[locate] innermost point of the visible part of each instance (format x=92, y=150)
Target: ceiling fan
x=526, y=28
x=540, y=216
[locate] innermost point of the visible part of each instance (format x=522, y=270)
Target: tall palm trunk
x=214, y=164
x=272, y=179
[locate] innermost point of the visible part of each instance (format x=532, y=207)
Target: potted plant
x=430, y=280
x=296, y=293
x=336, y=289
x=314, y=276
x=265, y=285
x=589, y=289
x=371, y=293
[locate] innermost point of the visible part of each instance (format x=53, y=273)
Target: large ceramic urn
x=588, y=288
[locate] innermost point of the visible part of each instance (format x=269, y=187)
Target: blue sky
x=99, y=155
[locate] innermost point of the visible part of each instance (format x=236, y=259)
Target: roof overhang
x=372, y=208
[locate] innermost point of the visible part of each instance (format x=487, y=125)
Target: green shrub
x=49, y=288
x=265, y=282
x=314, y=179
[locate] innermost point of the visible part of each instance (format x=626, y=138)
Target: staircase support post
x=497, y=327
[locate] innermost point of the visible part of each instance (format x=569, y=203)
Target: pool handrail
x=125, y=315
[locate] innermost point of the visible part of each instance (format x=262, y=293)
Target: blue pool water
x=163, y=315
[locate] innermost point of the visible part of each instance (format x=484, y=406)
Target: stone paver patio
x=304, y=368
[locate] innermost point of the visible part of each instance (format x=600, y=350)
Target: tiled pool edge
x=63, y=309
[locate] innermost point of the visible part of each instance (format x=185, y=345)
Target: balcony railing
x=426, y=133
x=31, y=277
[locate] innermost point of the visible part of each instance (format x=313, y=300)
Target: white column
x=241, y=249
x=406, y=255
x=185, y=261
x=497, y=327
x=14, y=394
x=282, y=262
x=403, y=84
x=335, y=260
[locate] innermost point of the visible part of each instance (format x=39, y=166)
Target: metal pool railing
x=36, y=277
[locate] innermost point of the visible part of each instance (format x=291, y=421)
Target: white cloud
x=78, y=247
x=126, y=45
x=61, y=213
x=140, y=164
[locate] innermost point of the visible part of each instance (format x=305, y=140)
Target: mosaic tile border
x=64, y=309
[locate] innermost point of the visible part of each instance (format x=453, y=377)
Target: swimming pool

**EXERCISE DETAILS:**
Go through the records and copy all of them exactly.

**SOLUTION:**
[locate] innermost point of the visible part of each instance (format x=92, y=150)
Target: ceiling fan
x=526, y=28
x=540, y=216
[locate] innermost point of the visible part of each instance (format x=522, y=270)
Target: tall palm trunk
x=214, y=164
x=272, y=179
[locate] innermost point of the visible part of each instance (format x=532, y=207)
Target: potted plant
x=430, y=280
x=296, y=293
x=336, y=289
x=314, y=276
x=265, y=285
x=589, y=289
x=371, y=293
[locate] innermost point of the visible part of each instance (format x=53, y=273)
Target: large ceramic urn
x=588, y=288
[locate] innermost point of the visible part of each instance (format x=269, y=187)
Target: blue sky
x=99, y=155
[locate] innermost point of the visible part of each instance (format x=236, y=259)
Target: roof overhang
x=372, y=208
[locate] innermost point of the visible part of each instance (format x=487, y=125)
Target: green shrub
x=49, y=288
x=265, y=282
x=314, y=179
[locate] innermost point of the visible part of each instance (format x=626, y=138)
Target: staircase support post
x=497, y=327
[locate] innermost point of the visible part of each instance (format x=569, y=203)
Target: pool handrail
x=125, y=315
[locate] innermost point of the visible part of each instance (format x=262, y=293)
Target: blue pool water
x=163, y=315
[locate] innermost point of the visible part of each instance (format x=484, y=406)
Target: stone paver patio
x=304, y=368
[locate] innermost point of the visible part of each instance (format x=600, y=350)
Target: tiled pool edge
x=63, y=309
[locate] innermost point of the visible part of each instance (format x=185, y=345)
Target: balcony railing
x=426, y=133
x=31, y=277
[locate] innermost point of the visible part of each instance (format x=313, y=300)
Target: white column
x=241, y=249
x=406, y=255
x=185, y=261
x=497, y=327
x=14, y=394
x=282, y=262
x=403, y=84
x=335, y=260
[locate] innermost point of the visible part of each instance (format x=39, y=166)
Target: metal pool railing
x=36, y=277
[locate] innermost point of the visible part of each instance (format x=291, y=421)
Target: white cloud
x=78, y=247
x=126, y=45
x=61, y=213
x=140, y=164
[locate] innermost point of the visible part of each instance (format x=305, y=140)
Target: mosaic tile border
x=64, y=309
[locate] innermost point of the visible part of each instance (format x=453, y=377)
Target: swimming pool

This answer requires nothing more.